> **WHAT IS ASKED**: Copy out, exactly as given, every line from the line with "Would you be able to indicate the black" to the end of the listing, both of those lines included.

> **RECORDS FOR THE EXERCISE**:
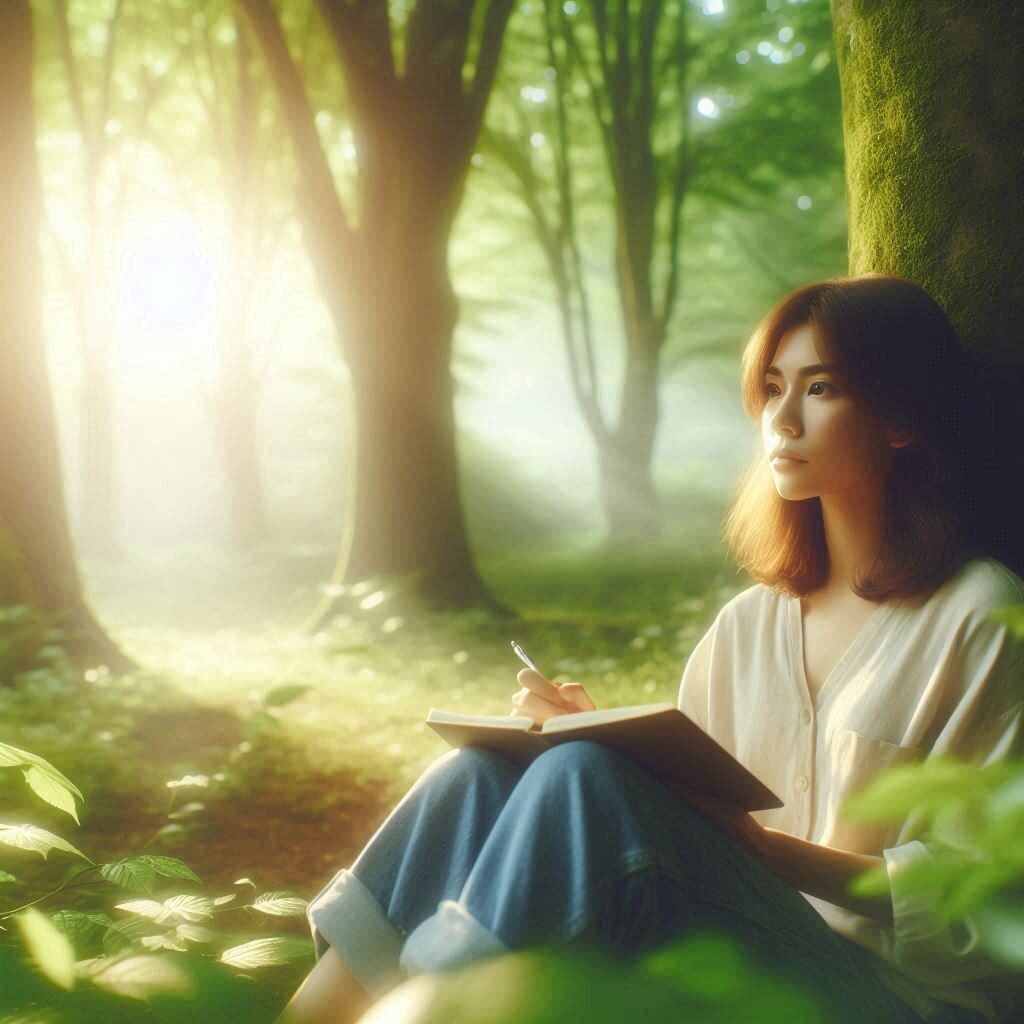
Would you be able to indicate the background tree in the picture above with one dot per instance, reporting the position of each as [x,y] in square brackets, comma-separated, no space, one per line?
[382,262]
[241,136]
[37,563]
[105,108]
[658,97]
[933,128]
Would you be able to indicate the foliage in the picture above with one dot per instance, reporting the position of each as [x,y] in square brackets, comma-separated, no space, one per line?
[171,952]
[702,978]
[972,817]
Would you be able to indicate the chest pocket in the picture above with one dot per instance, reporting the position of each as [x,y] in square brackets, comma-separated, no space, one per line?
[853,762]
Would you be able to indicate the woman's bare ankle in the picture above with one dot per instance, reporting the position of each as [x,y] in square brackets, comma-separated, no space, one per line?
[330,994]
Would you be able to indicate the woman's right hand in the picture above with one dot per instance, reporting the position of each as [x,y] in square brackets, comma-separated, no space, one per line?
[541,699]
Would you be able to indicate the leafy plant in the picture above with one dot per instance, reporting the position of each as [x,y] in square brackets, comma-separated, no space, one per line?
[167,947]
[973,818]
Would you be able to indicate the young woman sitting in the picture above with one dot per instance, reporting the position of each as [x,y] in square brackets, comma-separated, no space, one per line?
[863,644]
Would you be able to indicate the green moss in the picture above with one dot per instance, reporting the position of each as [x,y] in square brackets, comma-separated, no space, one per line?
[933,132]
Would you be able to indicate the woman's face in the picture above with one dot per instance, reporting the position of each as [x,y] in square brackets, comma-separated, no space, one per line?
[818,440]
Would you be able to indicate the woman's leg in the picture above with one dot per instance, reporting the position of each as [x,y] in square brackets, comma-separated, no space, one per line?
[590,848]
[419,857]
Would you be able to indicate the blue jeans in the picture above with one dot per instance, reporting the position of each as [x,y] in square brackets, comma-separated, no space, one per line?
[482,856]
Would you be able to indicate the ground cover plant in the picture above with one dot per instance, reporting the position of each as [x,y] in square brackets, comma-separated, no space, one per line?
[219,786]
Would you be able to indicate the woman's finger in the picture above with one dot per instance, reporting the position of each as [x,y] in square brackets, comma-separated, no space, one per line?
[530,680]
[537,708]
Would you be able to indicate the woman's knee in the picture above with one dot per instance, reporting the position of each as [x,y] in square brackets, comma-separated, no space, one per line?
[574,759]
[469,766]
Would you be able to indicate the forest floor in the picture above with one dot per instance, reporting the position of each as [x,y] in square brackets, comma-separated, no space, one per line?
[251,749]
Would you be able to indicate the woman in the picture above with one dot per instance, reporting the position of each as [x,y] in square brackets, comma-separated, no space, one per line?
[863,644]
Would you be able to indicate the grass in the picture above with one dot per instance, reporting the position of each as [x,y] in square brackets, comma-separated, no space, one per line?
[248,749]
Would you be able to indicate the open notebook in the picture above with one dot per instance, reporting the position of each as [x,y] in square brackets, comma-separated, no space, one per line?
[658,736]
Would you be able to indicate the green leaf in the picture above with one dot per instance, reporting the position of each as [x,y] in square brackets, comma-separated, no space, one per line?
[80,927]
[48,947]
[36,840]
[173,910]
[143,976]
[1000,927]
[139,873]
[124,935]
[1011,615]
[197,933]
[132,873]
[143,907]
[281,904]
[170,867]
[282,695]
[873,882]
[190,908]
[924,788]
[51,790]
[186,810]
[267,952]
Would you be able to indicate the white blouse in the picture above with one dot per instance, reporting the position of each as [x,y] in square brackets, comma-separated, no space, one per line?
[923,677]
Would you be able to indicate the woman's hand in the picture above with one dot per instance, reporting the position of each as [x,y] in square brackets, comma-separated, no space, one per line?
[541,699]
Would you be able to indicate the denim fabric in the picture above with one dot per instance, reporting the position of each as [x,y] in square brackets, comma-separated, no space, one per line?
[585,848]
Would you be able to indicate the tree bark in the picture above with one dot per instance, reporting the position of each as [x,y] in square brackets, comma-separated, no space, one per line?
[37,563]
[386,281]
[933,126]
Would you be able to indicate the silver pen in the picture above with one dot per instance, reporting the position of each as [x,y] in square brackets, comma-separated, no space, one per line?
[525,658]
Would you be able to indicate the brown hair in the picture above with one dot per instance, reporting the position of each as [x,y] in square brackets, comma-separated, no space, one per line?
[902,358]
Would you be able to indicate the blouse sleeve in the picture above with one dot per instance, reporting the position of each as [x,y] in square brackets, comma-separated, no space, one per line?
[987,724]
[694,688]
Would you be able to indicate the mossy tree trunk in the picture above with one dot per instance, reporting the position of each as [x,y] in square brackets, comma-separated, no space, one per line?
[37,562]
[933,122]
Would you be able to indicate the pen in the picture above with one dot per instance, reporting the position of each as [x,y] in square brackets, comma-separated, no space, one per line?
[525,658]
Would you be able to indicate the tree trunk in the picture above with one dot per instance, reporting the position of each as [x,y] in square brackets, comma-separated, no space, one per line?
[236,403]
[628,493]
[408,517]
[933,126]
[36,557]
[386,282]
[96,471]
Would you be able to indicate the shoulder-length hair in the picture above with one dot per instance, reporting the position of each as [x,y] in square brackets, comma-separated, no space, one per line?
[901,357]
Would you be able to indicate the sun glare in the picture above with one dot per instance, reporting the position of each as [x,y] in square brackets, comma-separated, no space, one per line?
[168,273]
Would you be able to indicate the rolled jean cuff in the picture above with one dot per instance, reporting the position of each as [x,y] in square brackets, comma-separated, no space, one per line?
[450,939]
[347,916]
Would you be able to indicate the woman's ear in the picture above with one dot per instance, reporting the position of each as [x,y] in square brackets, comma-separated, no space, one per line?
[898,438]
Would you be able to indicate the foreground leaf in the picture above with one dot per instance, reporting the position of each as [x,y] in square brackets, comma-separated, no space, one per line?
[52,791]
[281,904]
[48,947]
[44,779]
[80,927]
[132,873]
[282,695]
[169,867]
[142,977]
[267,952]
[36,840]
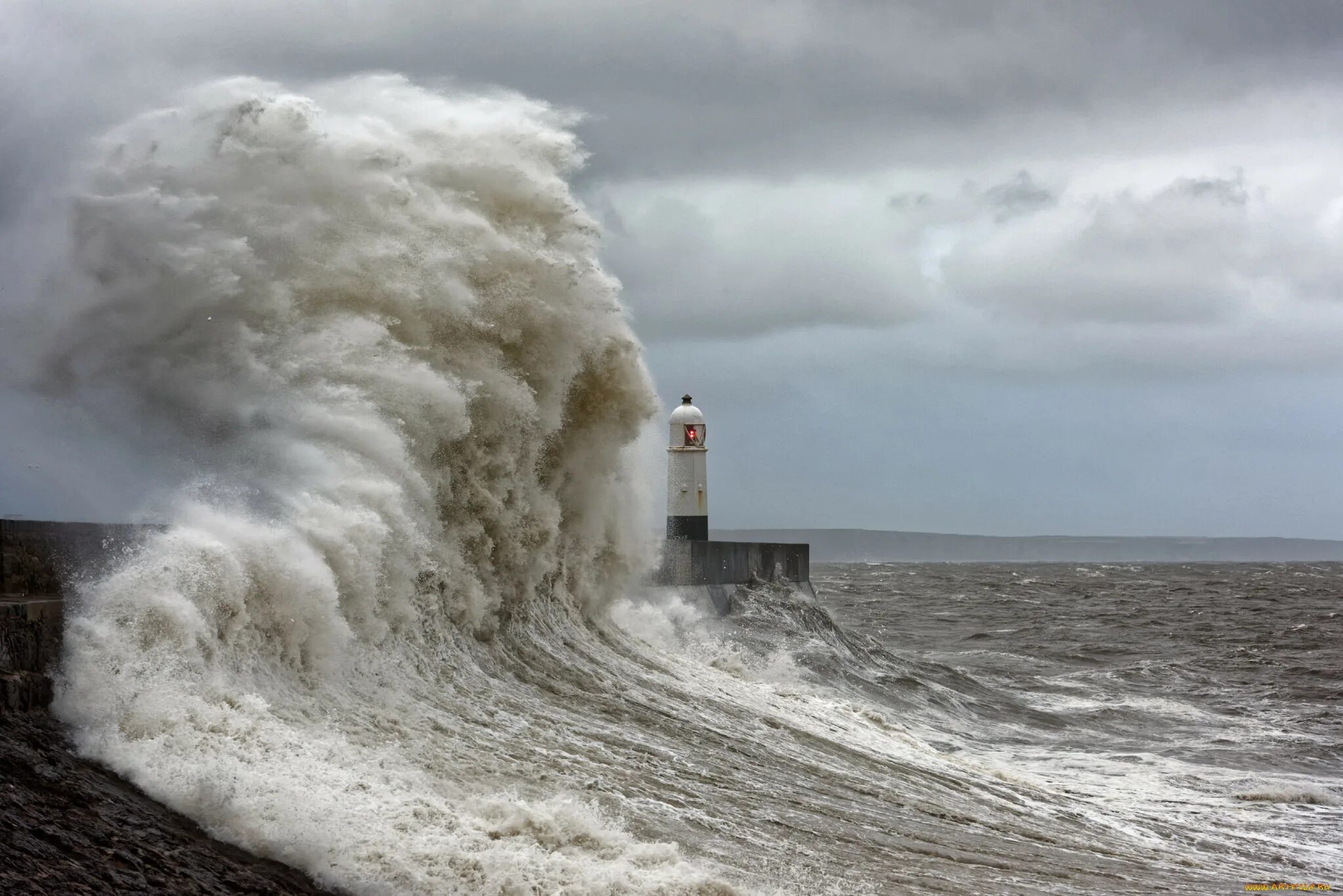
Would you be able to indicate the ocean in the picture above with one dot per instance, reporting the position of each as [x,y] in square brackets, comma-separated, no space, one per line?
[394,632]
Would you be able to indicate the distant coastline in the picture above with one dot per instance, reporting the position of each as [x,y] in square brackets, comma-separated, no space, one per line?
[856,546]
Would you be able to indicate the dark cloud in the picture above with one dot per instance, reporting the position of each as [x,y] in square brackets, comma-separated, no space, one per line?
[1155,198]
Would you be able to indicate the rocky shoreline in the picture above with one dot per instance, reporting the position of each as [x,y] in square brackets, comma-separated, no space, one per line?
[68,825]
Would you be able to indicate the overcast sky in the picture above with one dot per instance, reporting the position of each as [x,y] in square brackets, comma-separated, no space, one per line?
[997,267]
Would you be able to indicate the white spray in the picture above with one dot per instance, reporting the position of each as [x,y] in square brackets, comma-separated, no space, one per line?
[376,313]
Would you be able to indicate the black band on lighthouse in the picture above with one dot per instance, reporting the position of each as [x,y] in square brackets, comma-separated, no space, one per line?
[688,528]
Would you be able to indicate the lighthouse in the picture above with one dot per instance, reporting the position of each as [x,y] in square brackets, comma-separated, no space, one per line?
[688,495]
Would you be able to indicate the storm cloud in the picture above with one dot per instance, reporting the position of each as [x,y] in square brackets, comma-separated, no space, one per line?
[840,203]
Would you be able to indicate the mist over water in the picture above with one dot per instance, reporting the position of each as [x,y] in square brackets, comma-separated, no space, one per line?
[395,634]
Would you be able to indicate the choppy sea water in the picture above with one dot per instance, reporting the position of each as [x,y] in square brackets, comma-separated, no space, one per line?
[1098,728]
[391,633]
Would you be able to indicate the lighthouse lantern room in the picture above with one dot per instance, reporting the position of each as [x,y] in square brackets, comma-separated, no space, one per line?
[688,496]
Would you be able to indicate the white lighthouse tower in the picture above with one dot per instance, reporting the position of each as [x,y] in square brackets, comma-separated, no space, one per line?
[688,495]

> **TASK SOLUTION**:
Would you be able to indicate the black band on lighthouse in the picture above with one dot per instance, reporting the position of each as [x,y] in square brackets, comma-separated, no space, one per line?
[688,528]
Would you be able to indicate the lighthouse in the picture above with one dot per instance, reporting the position of each as [x,y] in square brackets, comma-separated, no space, one per line?
[688,495]
Would you be able to indicate the storm cloud in the picture above with one dot per instance, reporting the position of each as [x,y] in square brackets, comma-separated, no space, one per line?
[840,203]
Would you be able to indicate the mist over water in the picture above with one dot per instance, reporting the position of each as [x,y] in square brackets, comma-separated, no space, one per line?
[395,634]
Would you be able to indicate the choppy sea water in the picture above with one dot per instance, reporting the position of each as [x,y] in square brackets, comma-separated, no space, one per line?
[1098,728]
[391,633]
Would you be able to indicate the lighthouse lantern room in the picture above with one dot per instance, reporting the position of each as [x,y] in square brackets, comma-separated, no space, one per line?
[688,496]
Would you be able to indicate the white lighthouse tower in the picture above with one dot per instance, reporting the position of each as [x,y] in square brackets, comma-separated, no space, one per line?
[688,495]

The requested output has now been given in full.